# Supplied text
- - -
Death Cult Armageddon is the sixth studio album by Norwegian symphonic black metal band Dimmu Borgir,  released on 9 September 2003. It has since sold over 100,000 copies in the United States; the first album under Nuclear Blast to do so; and debuted on the Billboard 200 chart at number 169. The song "Progenies of the Great Apocalypse"  was released as a single with an accompanying music video. This would also be the last album to have Nicholas Barker on drums.

The artwork within the album,  done by Swiss artist Joachim Luetke, displays what appears to be an industrial factory, inside of which the band members are living out their fantasies, some of which are similar to scenes seen in the music video for "Progenies of the Great Apocalypse". Most of the songs have a common apocalyptic theme.

Release history
Death Cult Armageddon saw initial release on CD, vinyl and DVD-Audio on 9 September 2003 under Nuclear Blast, the DVD-Audio edition featuring all three bonus tracks, the "Progenies of the Great Apocalypse" music video and photo galleries, which later featured on the Ozzfest edition bonus disc, and the Digipack editions featured the Bathory cover "Satan My Master". The Chinese edition was later released on 3 November 2003 and the Japanese edition was released the following month on 23 December 2003 with the orchestral bonus tracks.
- - -
# Data extract
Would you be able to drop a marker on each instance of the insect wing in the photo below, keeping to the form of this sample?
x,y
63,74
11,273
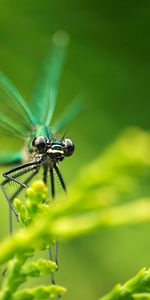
- - -
# Task to complete
Write out word for word the portion of the Death Cult Armageddon text above, starting at "The artwork within" and ending at "common apocalyptic theme.".

# Written response
The artwork within the album,  done by Swiss artist Joachim Luetke, displays what appears to be an industrial factory, inside of which the band members are living out their fantasies, some of which are similar to scenes seen in the music video for "Progenies of the Great Apocalypse". Most of the songs have a common apocalyptic theme.